**Exercise brief**
Word for word, restate each of the records below.

**Material supplied**
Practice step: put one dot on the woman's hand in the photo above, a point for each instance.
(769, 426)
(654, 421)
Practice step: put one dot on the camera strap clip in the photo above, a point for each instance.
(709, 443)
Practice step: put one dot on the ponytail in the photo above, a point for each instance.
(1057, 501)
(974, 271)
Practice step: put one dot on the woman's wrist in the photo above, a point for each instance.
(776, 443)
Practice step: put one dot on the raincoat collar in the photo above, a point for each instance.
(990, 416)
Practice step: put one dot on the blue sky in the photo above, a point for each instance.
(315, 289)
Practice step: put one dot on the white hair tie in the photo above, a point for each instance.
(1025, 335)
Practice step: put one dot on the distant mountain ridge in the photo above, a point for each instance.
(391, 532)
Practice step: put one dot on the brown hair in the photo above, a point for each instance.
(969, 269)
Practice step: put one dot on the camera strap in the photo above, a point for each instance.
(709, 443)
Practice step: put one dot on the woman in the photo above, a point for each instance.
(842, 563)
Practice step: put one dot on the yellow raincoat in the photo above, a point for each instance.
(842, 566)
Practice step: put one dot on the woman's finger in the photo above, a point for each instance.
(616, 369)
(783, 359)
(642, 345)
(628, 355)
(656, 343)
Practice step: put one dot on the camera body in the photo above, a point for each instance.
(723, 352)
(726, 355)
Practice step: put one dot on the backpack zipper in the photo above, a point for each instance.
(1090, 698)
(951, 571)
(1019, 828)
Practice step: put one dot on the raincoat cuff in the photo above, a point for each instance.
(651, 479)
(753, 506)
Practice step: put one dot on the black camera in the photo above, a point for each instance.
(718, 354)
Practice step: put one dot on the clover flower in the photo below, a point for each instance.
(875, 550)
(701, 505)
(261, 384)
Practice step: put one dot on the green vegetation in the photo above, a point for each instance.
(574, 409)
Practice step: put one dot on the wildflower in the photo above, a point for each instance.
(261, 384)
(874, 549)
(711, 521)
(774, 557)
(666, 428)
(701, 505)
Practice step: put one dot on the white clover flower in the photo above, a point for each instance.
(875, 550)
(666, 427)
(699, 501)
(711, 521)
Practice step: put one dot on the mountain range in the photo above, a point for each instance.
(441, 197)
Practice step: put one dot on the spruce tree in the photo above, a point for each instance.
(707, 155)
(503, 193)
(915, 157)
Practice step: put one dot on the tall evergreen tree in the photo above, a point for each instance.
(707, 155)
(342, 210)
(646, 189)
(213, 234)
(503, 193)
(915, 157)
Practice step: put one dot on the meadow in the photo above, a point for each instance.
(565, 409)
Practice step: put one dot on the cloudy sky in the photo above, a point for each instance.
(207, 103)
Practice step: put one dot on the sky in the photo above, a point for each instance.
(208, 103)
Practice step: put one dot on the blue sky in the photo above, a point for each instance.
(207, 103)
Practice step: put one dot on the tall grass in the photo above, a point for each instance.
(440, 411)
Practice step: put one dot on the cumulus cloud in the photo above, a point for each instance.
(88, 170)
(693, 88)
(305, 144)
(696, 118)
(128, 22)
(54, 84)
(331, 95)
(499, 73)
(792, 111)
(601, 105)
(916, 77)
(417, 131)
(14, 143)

**Result of the exercise**
Practice step: put one dot on the woman's hand in the photo above, a point for each instance.
(769, 426)
(654, 421)
Practice step: put one dot on the camera strap clip in the photo above, a point for each instance.
(709, 443)
Practice step: put one dot on the ponytail in the photo above, a point for each instance.
(1057, 501)
(974, 271)
Practice step: put one dot on the woman's wrist in the photo above, a point for each instance.
(776, 443)
Practice step: put one dot on the raincoat collar in the photo above, a point for each instance.
(990, 416)
Practice step: put one dot on the blue sky in the photo above, a point for each instance.
(315, 289)
Practice step: put one dot on the white hair tie in the photo above, a point for each instance.
(1025, 335)
Practice step: put one dot on the distant mountain ridge in the photo above, a point for each instance.
(391, 532)
Practice step: put one dot on the brown hair in the photo above, a point for each instance.
(969, 269)
Practice step: put one dot on the camera strap in the photo above, a point for each instance.
(709, 443)
Practice step: put one dot on the woman in the photo above, a point for each instance.
(842, 563)
Practice step: put one dot on the yellow raincoat in the photo above, a point for each instance.
(842, 566)
Practice step: put one dot on the woman's finger in the photo above, a point for each instance.
(616, 369)
(783, 359)
(642, 345)
(628, 355)
(656, 343)
Practice step: put one dot on the camera body in the photo above, a point for each instance.
(723, 352)
(726, 355)
Practice step: put one dot on the backpack zipper in the photo above, a point for each instance.
(1090, 698)
(951, 571)
(1019, 828)
Practice step: put one dot on the raincoat cuff in the photo above, a point for each instance.
(651, 479)
(753, 506)
Practice step: put one dot on the black camera in the photo above, a point for each instance.
(718, 354)
Practice step: put one dot on the clover flower in the photo below, a point for each instance.
(875, 550)
(701, 505)
(261, 384)
Practice step: put one dot on the green vegetation in the photo above, a point for each instance.
(574, 409)
Practice step: put one dot on the wildflower in the photo above, a point for each instance.
(261, 384)
(874, 549)
(711, 521)
(774, 557)
(666, 428)
(701, 505)
Practice step: put one dot on the white clover flower in the photo above, a point for each instance.
(875, 550)
(666, 427)
(699, 501)
(711, 521)
Practice step: put one dot on the mountain range in the photo above, a point for each instance.
(441, 197)
Practice step: put one dot on the spruce tree in the photo above, a point for each instance.
(707, 155)
(503, 193)
(915, 157)
Practice step: put one dot on the tall evergreen tree in the photo above, a point for each instance.
(707, 155)
(342, 210)
(646, 189)
(213, 234)
(503, 193)
(915, 157)
Practice step: put one dot on the meadow in the photo above, a point for each instance.
(565, 409)
Practice step: put one dot on the cloudy sky in the photo above, a point for each instance.
(207, 103)
Practice step: put one dot on the sky in the photo above, a point for each instance.
(208, 103)
Practice step: put one dot on the blue sky in the photo above, a point for each instance.
(207, 103)
Practice step: put one dot on the tall grass in the photo above, a point for each instance.
(440, 411)
Practice step: put one dot on the cumulus cloud in the photo above, a point for each instance.
(88, 170)
(693, 88)
(305, 144)
(696, 118)
(128, 22)
(54, 84)
(331, 95)
(499, 73)
(792, 111)
(601, 105)
(916, 77)
(417, 131)
(14, 143)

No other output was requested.